Segment Open

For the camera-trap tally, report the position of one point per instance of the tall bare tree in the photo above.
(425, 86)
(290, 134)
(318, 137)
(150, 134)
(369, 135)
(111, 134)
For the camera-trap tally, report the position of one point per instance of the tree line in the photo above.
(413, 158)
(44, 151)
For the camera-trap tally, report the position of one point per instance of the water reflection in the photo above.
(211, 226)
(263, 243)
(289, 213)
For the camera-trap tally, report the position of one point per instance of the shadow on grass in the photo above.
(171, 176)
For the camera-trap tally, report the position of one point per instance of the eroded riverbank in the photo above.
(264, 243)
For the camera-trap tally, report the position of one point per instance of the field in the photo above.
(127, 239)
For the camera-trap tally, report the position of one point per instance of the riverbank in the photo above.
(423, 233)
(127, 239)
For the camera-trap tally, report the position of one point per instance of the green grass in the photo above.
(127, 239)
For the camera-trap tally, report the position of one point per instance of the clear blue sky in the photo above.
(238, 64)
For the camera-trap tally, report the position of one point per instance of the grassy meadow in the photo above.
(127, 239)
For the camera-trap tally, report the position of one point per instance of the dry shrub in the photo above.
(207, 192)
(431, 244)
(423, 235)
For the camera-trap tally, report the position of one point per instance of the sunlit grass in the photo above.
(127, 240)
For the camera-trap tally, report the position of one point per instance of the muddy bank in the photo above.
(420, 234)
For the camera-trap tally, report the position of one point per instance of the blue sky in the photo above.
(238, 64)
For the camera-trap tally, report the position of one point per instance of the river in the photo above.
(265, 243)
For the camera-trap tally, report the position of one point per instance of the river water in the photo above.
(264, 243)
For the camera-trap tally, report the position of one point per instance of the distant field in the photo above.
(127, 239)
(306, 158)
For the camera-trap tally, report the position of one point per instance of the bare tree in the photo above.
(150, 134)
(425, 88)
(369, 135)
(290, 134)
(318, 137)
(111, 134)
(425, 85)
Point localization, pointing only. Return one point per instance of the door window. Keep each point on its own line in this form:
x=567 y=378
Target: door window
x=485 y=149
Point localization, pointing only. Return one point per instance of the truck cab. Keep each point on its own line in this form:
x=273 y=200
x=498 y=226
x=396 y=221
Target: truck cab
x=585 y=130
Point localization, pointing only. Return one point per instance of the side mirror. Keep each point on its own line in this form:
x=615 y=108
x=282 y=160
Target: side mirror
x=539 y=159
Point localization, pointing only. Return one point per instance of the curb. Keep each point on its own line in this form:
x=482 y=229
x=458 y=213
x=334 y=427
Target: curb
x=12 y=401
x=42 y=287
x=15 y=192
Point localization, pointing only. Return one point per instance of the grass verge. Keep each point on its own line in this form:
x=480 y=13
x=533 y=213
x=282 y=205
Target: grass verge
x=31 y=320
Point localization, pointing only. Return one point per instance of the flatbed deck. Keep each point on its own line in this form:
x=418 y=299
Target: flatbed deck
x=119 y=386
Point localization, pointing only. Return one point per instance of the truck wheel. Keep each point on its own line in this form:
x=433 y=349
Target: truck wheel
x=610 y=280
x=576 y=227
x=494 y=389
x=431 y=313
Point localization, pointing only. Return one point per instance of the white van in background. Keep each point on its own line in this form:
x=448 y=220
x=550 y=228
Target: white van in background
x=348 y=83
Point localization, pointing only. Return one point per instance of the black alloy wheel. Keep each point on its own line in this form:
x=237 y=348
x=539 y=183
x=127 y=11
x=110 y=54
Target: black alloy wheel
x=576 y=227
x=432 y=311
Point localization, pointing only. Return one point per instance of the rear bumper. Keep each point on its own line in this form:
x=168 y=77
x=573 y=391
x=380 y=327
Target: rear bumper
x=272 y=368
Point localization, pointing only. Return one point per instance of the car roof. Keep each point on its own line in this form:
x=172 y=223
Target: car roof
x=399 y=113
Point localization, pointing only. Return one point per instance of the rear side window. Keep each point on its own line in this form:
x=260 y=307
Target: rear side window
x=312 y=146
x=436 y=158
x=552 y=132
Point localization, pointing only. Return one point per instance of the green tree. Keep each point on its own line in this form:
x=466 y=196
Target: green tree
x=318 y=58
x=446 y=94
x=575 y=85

Segment Closed

Directions for this task.
All records are to be restated exactly, from the first line to the last line.

Answer for the task.
For the camera-trap tally, report the position of one point per instance of the tall bare tree in the photo above.
(425, 86)
(290, 134)
(318, 137)
(150, 134)
(369, 135)
(111, 134)
For the camera-trap tally, report the position of one point per instance of the tree line in the photo above.
(413, 158)
(44, 151)
For the camera-trap tally, report the position of one point per instance of the water reflection in the photo above.
(211, 226)
(263, 243)
(289, 213)
For the camera-trap tally, report the position of one point per instance of the shadow on grass in the photo above.
(171, 176)
For the camera-trap tally, report the position of one point per instance of the eroded riverbank in the photo above.
(264, 243)
For the camera-trap tally, report the position of one point per instance of the field in the photo above.
(127, 239)
For the camera-trap tally, report the position of one point per instance of the riverbank in the photo above.
(423, 233)
(127, 239)
For the camera-trap tally, report the position of one point per instance of the green grass in the photo above.
(127, 239)
For the camera-trap tally, report the position of one point per instance of the clear blue sky in the photo above.
(238, 64)
For the camera-trap tally, report the position of one point per instance of the grassy meadow in the photo above.
(127, 239)
For the camera-trap tally, report the position of one point per instance of the dry shrub in the photo above.
(207, 192)
(431, 244)
(423, 235)
For the camera-trap tally, report the position of one point per instance of the sunlit grass in the photo above.
(127, 240)
For the camera-trap tally, report the position of one point per instance of the muddy bank in the photo above.
(420, 234)
For the camera-trap tally, report the position of one point per instance of the blue sky in the photo above.
(238, 64)
For the camera-trap tally, report the position of one point per instance of the river in the photo above.
(265, 243)
For the camera-trap tally, report the position of one point per instance of the river water in the photo above.
(264, 243)
For the camera-trap tally, report the position of one point per instance of the distant field in the photo above.
(127, 239)
(306, 158)
For the camera-trap tally, report the position of one point per instance of the bare tree in the photo above.
(150, 134)
(425, 88)
(369, 135)
(290, 134)
(318, 137)
(111, 134)
(425, 85)
Point localization, pointing only. Return one point per instance of the door window. Keep each point on its own line in this form:
x=567 y=378
Target: door window
x=485 y=149
Point localization, pointing only. Return one point per instance of the truck cab. Keep each point on its own line in this form:
x=273 y=200
x=498 y=226
x=396 y=221
Target: truck cab
x=585 y=130
Point localization, pointing only. Return one point per instance of the side mirror. Keep each point on its own line in this form:
x=615 y=108
x=282 y=160
Target: side mirror
x=539 y=159
Point localization, pointing only. Return one point per instance of the curb. Keep each point on its own line in this form:
x=482 y=229
x=458 y=213
x=334 y=427
Target: curb
x=12 y=401
x=42 y=287
x=15 y=192
Point localization, pointing only. Return one point per instance of the grass verge. Keep each point on its own line in this form:
x=480 y=13
x=533 y=213
x=282 y=205
Target: grass verge
x=31 y=320
Point localization, pointing only. Return one point per instance of the flatbed deck. Keep each point on its own line in this form:
x=418 y=299
Target: flatbed deck
x=119 y=386
Point localization, pointing only. Return one point per instance of the truck wheel. Keep each point on its own line in this form:
x=433 y=349
Target: truck wheel
x=610 y=280
x=576 y=227
x=494 y=389
x=431 y=313
Point localization, pointing only. Return one point per instance of the white van in background. Keep each point on its own line in this form:
x=448 y=220
x=550 y=228
Target: white van in background
x=348 y=83
Point localization, pointing only. Return one point per instance of the black alloy wheel. Keep each point on its own line in this form:
x=237 y=348
x=539 y=183
x=127 y=11
x=110 y=54
Target: black alloy wheel
x=576 y=227
x=432 y=311
Point localization, pointing only. Return one point per instance of the rear bumper. Keep each point on its own line in this form:
x=168 y=77
x=573 y=391
x=380 y=327
Target: rear bumper
x=272 y=368
Point localization, pointing only. Return one point per instance of the car roof. Keep each point on its own line in this form:
x=172 y=223
Target: car roof
x=399 y=113
Point localization, pointing only. Return one point per instance of the rear side window. Keep each point on its own line in this form:
x=260 y=307
Target: rear side window
x=312 y=146
x=436 y=158
x=552 y=132
Point localization, pointing only. Return one point per instance of the green tree. Keep each point on its own line in this form:
x=466 y=196
Target: green tree
x=318 y=58
x=446 y=94
x=575 y=85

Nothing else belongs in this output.